■ **Work to complete**
Set out all of the lines below as a Markdown table with two columns, Number and Line. Give each line its own row with a sequential number, and omit any blank lines.

■ **Exercise data**
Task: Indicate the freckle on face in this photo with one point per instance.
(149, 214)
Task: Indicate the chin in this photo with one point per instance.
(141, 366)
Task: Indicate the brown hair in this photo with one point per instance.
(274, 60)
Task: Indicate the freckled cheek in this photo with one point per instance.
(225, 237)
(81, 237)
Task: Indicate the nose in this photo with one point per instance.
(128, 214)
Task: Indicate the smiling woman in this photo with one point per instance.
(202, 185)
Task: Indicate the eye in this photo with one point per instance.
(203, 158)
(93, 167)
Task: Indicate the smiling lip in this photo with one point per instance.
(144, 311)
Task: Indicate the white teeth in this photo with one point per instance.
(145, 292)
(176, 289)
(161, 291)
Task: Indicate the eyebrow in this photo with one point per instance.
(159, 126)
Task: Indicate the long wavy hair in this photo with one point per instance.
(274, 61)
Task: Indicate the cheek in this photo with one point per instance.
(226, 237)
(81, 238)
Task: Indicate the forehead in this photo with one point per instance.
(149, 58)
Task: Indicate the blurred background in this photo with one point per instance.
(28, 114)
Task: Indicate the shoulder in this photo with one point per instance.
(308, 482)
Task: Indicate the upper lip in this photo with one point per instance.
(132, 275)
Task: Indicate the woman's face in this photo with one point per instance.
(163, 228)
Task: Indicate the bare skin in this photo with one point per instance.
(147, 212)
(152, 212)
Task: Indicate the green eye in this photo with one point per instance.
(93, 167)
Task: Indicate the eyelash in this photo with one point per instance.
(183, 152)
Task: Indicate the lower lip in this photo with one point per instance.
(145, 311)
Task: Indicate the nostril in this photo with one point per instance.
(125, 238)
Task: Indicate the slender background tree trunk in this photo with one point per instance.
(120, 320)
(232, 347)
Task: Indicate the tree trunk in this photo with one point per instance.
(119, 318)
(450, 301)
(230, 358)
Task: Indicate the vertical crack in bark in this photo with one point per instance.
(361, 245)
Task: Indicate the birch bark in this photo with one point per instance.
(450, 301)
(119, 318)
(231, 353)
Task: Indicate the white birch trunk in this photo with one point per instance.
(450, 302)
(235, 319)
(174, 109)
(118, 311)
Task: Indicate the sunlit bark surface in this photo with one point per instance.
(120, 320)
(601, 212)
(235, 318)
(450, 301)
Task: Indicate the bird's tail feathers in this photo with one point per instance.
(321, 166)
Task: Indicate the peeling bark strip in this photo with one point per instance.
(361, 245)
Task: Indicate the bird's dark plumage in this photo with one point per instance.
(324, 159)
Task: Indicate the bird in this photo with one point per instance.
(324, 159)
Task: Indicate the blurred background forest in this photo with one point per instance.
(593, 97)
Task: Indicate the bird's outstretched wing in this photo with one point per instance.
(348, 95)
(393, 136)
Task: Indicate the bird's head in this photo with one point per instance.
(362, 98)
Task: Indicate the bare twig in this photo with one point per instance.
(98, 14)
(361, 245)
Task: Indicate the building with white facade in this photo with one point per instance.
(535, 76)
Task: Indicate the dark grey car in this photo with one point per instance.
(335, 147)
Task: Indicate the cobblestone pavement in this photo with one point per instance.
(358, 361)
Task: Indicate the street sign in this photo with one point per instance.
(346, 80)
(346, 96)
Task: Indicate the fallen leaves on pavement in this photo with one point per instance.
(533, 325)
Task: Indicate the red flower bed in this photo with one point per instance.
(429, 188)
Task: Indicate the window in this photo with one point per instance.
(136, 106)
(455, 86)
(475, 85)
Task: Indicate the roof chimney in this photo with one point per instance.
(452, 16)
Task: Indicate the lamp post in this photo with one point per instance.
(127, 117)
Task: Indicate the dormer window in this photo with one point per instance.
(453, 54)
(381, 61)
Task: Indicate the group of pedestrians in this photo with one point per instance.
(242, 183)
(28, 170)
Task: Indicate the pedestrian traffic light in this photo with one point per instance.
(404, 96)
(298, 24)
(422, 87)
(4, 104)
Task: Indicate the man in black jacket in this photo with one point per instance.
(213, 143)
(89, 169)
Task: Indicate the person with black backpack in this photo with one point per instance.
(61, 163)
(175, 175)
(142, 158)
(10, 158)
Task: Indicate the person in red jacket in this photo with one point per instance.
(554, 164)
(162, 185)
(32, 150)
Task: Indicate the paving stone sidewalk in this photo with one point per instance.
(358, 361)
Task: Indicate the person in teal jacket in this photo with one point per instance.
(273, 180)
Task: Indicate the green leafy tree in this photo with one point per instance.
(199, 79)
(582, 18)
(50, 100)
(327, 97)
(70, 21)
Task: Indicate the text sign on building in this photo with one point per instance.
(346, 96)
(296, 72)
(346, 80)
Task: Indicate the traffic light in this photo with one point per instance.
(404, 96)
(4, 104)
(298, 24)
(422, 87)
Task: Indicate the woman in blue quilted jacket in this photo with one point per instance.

■ **Problem solution**
| Number | Line |
|---|---|
| 1 | Task: Indicate the freckle on face in this photo with one point per instance. |
| 2 | (149, 214) |
| 3 | Task: Indicate the chin in this photo with one point per instance. |
| 4 | (141, 366) |
| 5 | Task: Indicate the brown hair in this photo with one point per instance. |
| 6 | (274, 60) |
| 7 | Task: Indicate the freckled cheek in this photo with one point per instance. |
| 8 | (225, 237) |
| 9 | (81, 237) |
| 10 | Task: Indicate the nose in this photo with one point per instance. |
| 11 | (128, 214) |
| 12 | Task: Indicate the smiling woman in this photo with one point per instance. |
| 13 | (202, 185) |
| 14 | Task: Indicate the eye in this photo with one point per instance. |
| 15 | (203, 158) |
| 16 | (93, 167) |
| 17 | Task: Indicate the smiling lip in this photo with one point per instance. |
| 18 | (144, 311) |
| 19 | Task: Indicate the white teeth in this photo with one point per instance. |
| 20 | (145, 292) |
| 21 | (176, 289) |
| 22 | (161, 291) |
| 23 | Task: Indicate the eyebrow in this photo with one point per instance. |
| 24 | (159, 126) |
| 25 | Task: Indicate the long wavy hair in this photo with one point per instance. |
| 26 | (274, 61) |
| 27 | Task: Indicate the cheek in this photo with one point per instance. |
| 28 | (226, 237) |
| 29 | (81, 238) |
| 30 | Task: Indicate the forehead in this photo with one point per instance. |
| 31 | (149, 58) |
| 32 | Task: Indicate the blurred background in this photo with one point per instance. |
| 33 | (28, 114) |
| 34 | Task: Indicate the shoulder in this photo with one point per instance. |
| 35 | (308, 482) |
| 36 | Task: Indicate the upper lip in this photo with one point per instance. |
| 37 | (132, 275) |
| 38 | Task: Indicate the woman's face in this photo with one point per instance. |
| 39 | (163, 228) |
| 40 | Task: Indicate the bare skin in this photo with one point per instance. |
| 41 | (147, 212) |
| 42 | (152, 212) |
| 43 | Task: Indicate the green eye in this photo with one point per instance. |
| 44 | (93, 167) |
| 45 | Task: Indicate the eyelash in this photo with one point per instance. |
| 46 | (183, 152) |
| 47 | Task: Indicate the lower lip in this photo with one point per instance. |
| 48 | (145, 311) |
| 49 | Task: Indicate the nostril in this photo with one point per instance. |
| 50 | (125, 238) |
| 51 | Task: Indicate the slender background tree trunk in this photo with one point per instance. |
| 52 | (120, 320) |
| 53 | (232, 347) |
| 54 | Task: Indicate the tree trunk in this photo with one point per instance. |
| 55 | (119, 318) |
| 56 | (450, 301) |
| 57 | (230, 358) |
| 58 | Task: Indicate the vertical crack in bark in this photo with one point per instance. |
| 59 | (361, 245) |
| 60 | Task: Indicate the birch bark in this photo with one point per instance. |
| 61 | (450, 301) |
| 62 | (119, 318) |
| 63 | (231, 353) |
| 64 | Task: Indicate the white birch trunk in this photo with one point per instance. |
| 65 | (450, 302) |
| 66 | (235, 319) |
| 67 | (174, 109) |
| 68 | (118, 311) |
| 69 | Task: Indicate the sunlit bark surface in this photo with one point per instance. |
| 70 | (120, 320) |
| 71 | (601, 212) |
| 72 | (235, 318) |
| 73 | (450, 301) |
| 74 | Task: Indicate the bird's tail feathers in this photo with one point per instance. |
| 75 | (321, 166) |
| 76 | Task: Indicate the peeling bark strip in this photo with one point per instance. |
| 77 | (361, 245) |
| 78 | Task: Indicate the bird's dark plumage in this photo with one point per instance. |
| 79 | (324, 159) |
| 80 | Task: Indicate the bird in this photo with one point per instance. |
| 81 | (324, 159) |
| 82 | Task: Indicate the blurred background forest in this photo with one point per instance. |
| 83 | (593, 97) |
| 84 | Task: Indicate the bird's outstretched wing in this photo with one point per instance. |
| 85 | (348, 95) |
| 86 | (393, 136) |
| 87 | Task: Indicate the bird's head in this photo with one point per instance. |
| 88 | (362, 98) |
| 89 | Task: Indicate the bare twig in this photo with one point per instance. |
| 90 | (98, 14) |
| 91 | (361, 245) |
| 92 | Task: Indicate the building with white facade in this photo with one point per instance. |
| 93 | (535, 76) |
| 94 | Task: Indicate the dark grey car in this photo with one point per instance. |
| 95 | (335, 147) |
| 96 | Task: Indicate the cobblestone pavement in this photo with one point per instance. |
| 97 | (358, 361) |
| 98 | Task: Indicate the street sign in this photo with one point per instance. |
| 99 | (346, 80) |
| 100 | (346, 96) |
| 101 | Task: Indicate the fallen leaves on pavement in this photo with one point per instance. |
| 102 | (533, 325) |
| 103 | Task: Indicate the red flower bed in this photo with one point per instance. |
| 104 | (429, 188) |
| 105 | Task: Indicate the window in this photo with one point per instance. |
| 106 | (136, 106) |
| 107 | (455, 86) |
| 108 | (475, 85) |
| 109 | Task: Indicate the roof chimney in this photo with one point per instance. |
| 110 | (452, 16) |
| 111 | Task: Indicate the lamp post in this photo with one point per instance. |
| 112 | (127, 117) |
| 113 | Task: Indicate the dormer window in this photo with one point per instance. |
| 114 | (453, 54) |
| 115 | (381, 61) |
| 116 | Task: Indicate the group of pedestrians in this photo with one point per instance. |
| 117 | (242, 183) |
| 118 | (28, 170) |
| 119 | Task: Indicate the pedestrian traffic light in this photo with one point per instance. |
| 120 | (404, 96) |
| 121 | (298, 24) |
| 122 | (422, 87) |
| 123 | (4, 104) |
| 124 | Task: Indicate the man in black jacket in this photo with one point per instance. |
| 125 | (213, 143) |
| 126 | (89, 169) |
| 127 | Task: Indicate the person with black backpack in this photo with one point per instance. |
| 128 | (61, 163) |
| 129 | (175, 175) |
| 130 | (142, 158) |
| 131 | (10, 158) |
| 132 | Task: Indicate the person in red jacket in this photo with one point per instance. |
| 133 | (554, 164) |
| 134 | (162, 185) |
| 135 | (32, 150) |
| 136 | Task: Indicate the paving stone sidewalk in this photo with one point per instance. |
| 137 | (358, 361) |
| 138 | Task: Indicate the person in teal jacket in this photo with one point per instance. |
| 139 | (273, 180) |
| 140 | Task: Indicate the green leafy tree in this photo with one point per instance. |
| 141 | (199, 79) |
| 142 | (582, 18) |
| 143 | (50, 100) |
| 144 | (327, 97) |
| 145 | (70, 21) |
| 146 | Task: Indicate the text sign on building in this photo with one point per instance. |
| 147 | (346, 96) |
| 148 | (296, 72) |
| 149 | (346, 80) |
| 150 | Task: Indicate the traffic light in this photo with one point per instance. |
| 151 | (404, 96) |
| 152 | (4, 104) |
| 153 | (298, 24) |
| 154 | (422, 87) |
| 155 | Task: Indicate the woman in blue quilted jacket in this photo with one point per instance. |